- Consigne a:
D'après le texte fourni, quel animal le Joker capture-t-il dans un zoo ?

##############################

Les références à Knightfall sont nombreuses, le dessinateur de l’époque, Graham Nolan, rempile d’ailleurs pour l’occasion, ce qui est dommage, rien d’extra-ordinaire dans les dessins. Le récit est en revanche très alléchant sur ce qui se prépare.
■ Scénario : Peter J. Tomasi / Dessin : Graham Nolan / Couleur : John Kalish

Ces deux histoires servent d’introduction à la série Arkham War, ils ne sont pas du tout indépendants, à l’inverse des autres qui l’étaient plus ou moins. On comprend donc qu’il va y avoir d’un côté les prisonniers de Blackgate, avec Bane à leur tête, face aux anciens fous de l’Asile d’Arkham, qui règnent désormais sur Gotham City et dont l’Épouvantail est un peu l’apôtre de ses ex-compagnons de cellule. Un projet et une idée très… excitants !

• À lire dans Joker Anthologie

Batman JokerBatman #23.1 : Le Joker dans : l’Heure des Singeries
Le Joker capture un bébé gorille dans un zoo et va l’élever avec l’éducation qu’il aurait aimé avoir reçu. Lui qui n’a connu que la torture de sa tante…
Aucun rapport avec La Guerre des Ligues ou Forever Evil pour cette histoire consacré au Joker. C’est d’ailleurs pour cela qu’elle est publiée dans son recueil anthologique. Les planches du passé du Joker (qui peuvent tout à fait être crédibles en tant que « biographie ») sont sublimes. Celles du présent un peu moins. Mais surtout, cette étrange histoire de relation avec le singe est trop étrange pour qu’on y croit… Il y avait matière à renouer avec une facette d’humanité du Joker à travers un animal par contre, dommage.

##############################

- Consigne b:
Restituez sous forme de liste numérotée, sans les lignes vides, la portion des entrées allant du début des entrées jusqu'à la ligne contenant « x=650, y=380 », cette dernière incluse.

Entrées d'étiquetage de localisation
##############################

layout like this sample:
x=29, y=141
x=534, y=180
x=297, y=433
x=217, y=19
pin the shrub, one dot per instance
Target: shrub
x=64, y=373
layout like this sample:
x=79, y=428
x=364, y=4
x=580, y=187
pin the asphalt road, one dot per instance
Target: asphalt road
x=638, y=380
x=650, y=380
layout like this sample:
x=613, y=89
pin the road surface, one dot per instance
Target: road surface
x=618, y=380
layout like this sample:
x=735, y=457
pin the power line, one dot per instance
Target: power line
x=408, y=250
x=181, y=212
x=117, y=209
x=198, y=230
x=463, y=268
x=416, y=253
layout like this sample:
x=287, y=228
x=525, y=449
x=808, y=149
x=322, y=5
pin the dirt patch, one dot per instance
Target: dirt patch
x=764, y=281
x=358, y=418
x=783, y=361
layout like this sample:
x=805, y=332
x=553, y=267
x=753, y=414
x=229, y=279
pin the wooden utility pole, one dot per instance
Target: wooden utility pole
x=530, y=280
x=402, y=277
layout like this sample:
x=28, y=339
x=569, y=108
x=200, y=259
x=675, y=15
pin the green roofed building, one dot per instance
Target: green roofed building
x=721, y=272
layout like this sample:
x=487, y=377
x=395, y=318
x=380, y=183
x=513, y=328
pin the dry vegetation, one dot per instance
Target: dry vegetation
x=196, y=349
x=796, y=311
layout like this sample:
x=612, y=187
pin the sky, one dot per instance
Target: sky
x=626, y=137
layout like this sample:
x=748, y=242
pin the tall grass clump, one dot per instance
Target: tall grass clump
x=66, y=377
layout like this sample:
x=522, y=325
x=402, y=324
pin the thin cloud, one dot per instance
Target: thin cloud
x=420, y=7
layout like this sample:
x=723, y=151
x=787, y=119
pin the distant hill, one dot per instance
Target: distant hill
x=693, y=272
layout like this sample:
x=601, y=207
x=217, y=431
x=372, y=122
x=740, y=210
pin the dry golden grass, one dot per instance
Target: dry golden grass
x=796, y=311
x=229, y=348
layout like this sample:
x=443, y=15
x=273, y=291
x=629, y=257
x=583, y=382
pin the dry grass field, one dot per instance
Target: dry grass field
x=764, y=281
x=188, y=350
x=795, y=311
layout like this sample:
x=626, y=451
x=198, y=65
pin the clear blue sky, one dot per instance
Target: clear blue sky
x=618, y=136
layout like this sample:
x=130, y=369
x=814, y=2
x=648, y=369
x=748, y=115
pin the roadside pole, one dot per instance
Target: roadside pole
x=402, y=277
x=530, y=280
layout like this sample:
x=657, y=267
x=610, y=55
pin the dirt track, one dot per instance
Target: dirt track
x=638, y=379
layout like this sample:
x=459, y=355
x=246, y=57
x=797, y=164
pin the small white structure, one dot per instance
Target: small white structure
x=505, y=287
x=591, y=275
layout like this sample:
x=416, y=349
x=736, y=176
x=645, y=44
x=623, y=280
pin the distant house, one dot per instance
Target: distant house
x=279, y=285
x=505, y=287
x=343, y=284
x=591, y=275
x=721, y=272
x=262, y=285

##############################

- Réponse complète a:
Un bébé gorille.

- Réponse complète b:
1. layout like this sample:
2. x=29, y=141
3. x=534, y=180
4. x=297, y=433
5. x=217, y=19
6. pin the shrub, one dot per instance
7. Target: shrub
8. x=64, y=373
9. layout like this sample:
10. x=79, y=428
11. x=364, y=4
12. x=580, y=187
13. pin the asphalt road, one dot per instance
14. Target: asphalt road
15. x=638, y=380
16. x=650, y=380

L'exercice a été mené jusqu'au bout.